**STATED TASK**
Change "overcast sky" to "cloudy sky" in the lines running from the one with "Identify one point on each instance of the white suv" through the end of the records, and give those lines again with nothing else altered.

+++ RECORDED INFORMATION

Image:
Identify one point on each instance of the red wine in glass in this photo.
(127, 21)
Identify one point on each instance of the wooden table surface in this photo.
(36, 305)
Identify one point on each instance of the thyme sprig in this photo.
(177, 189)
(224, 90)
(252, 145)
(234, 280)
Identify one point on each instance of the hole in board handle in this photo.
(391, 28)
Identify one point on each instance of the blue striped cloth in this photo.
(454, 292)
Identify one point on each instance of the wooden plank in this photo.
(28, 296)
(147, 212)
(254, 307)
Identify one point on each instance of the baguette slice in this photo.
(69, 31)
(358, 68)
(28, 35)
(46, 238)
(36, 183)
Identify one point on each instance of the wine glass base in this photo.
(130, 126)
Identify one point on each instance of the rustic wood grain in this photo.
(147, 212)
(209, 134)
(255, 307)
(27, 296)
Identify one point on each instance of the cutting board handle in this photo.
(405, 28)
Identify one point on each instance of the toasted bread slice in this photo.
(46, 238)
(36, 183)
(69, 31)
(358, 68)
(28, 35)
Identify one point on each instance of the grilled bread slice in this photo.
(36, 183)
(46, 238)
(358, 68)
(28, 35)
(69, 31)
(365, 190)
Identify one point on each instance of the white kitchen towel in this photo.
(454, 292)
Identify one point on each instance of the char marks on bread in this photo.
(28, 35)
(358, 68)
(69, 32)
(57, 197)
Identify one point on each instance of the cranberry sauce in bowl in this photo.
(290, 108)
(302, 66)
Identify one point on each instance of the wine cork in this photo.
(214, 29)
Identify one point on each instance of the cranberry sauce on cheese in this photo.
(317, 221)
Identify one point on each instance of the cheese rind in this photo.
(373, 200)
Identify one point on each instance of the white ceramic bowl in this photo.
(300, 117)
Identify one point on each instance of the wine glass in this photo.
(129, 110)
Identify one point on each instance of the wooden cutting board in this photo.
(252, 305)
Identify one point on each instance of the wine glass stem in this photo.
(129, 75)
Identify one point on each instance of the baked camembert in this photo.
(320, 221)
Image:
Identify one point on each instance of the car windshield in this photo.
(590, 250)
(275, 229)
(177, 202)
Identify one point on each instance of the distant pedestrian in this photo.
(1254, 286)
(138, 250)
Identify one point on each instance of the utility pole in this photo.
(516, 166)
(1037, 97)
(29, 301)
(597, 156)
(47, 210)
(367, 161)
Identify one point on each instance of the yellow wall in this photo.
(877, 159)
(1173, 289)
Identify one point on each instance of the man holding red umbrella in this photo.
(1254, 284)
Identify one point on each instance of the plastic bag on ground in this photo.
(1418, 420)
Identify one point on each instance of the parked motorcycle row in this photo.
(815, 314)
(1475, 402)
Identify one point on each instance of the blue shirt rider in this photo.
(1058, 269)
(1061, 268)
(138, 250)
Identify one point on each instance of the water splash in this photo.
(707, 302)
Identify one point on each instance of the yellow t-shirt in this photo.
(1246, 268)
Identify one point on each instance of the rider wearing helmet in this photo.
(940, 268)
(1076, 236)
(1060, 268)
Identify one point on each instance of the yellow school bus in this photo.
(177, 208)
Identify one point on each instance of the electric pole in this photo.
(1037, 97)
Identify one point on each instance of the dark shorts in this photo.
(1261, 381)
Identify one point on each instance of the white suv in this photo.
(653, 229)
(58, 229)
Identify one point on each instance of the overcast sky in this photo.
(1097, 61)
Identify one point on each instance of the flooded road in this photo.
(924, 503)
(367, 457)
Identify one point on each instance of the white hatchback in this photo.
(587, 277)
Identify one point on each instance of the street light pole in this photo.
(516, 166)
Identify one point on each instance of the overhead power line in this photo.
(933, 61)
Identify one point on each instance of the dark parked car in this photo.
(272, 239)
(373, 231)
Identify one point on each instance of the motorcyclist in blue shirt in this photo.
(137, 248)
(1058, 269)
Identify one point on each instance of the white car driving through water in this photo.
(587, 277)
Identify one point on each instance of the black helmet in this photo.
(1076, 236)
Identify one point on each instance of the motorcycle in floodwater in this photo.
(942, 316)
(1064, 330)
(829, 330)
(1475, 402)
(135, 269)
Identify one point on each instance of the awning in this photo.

++++++

**ANSWER**
Identify one point on each instance of the white suv in this photo.
(653, 229)
(58, 229)
Identify one point on each instance of the cloudy sky in this photo.
(1097, 61)
Identify one point on each instance of the flooded road in this photo.
(924, 503)
(367, 457)
Identify one point on each instance of the white hatchback in this photo.
(587, 277)
Identify one point on each instance of the street light pole in this photo.
(516, 166)
Identify one point on each instance of the overhead power line in this photo.
(933, 61)
Identify one point on each instance of the dark parked car in this photo.
(272, 239)
(373, 231)
Identify one point on each instance of the motorcyclist in blue shirt in this photo.
(137, 248)
(1058, 269)
Identify one point on each instance of the white car driving through water in this photo.
(587, 277)
Identify one point on each instance of the black helmet in this photo.
(1076, 236)
Identify one point on each instance of the motorcycle in floodwater in this photo.
(942, 316)
(1064, 330)
(829, 330)
(1475, 402)
(135, 269)
Identify one point on each instance of the awning in this photo.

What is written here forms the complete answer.